» **Task requirements**:
Please answer from the passage on the relationship between the sexes: what complementary roles did men and women once happily assume?

» **Passage given**:
%%

After tackling the sensitive issues of race and wealth, bestselling
author Andrew Hacker now turns his authoritative analysis to a
topic on which almost everyone has an opinion: the relationship
between the sexes. Skillfully employing a wide range of new and
startling statistics, he finds a gender divide that is only getting
wider, with devastating consequences for family life and personal
happiness.
Whether measured by quantity or quality, marriages are weaker
and briefer than at any time since this nation began. Gone are the
days when men and women happily assumed the complementary roles of
provider and caretaker. Today's women are unwilling to truncate
their goals to make life congenial for men; instead they are
competing for -- and often winning -- places once thought of as
solely male preserves. At the same time, fewer men can satisfy the
expectations modern women have for their dates and mates. What does
this mean for the future of intimate relationships?

%%

» **Provided material**:
%%

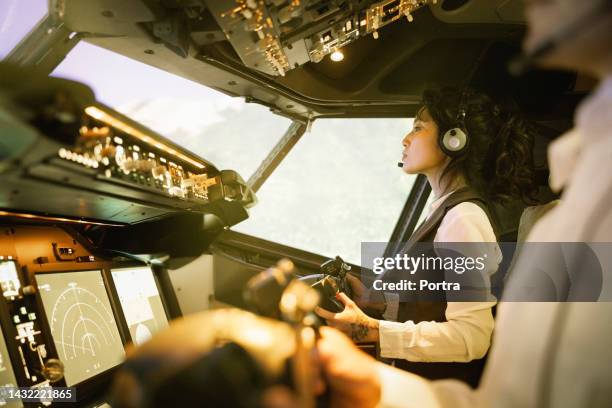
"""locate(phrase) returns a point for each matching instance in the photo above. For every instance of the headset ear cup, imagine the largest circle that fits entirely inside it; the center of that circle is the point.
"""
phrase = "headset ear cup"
(453, 142)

%%

» **Answer below**:
Provider and caretaker.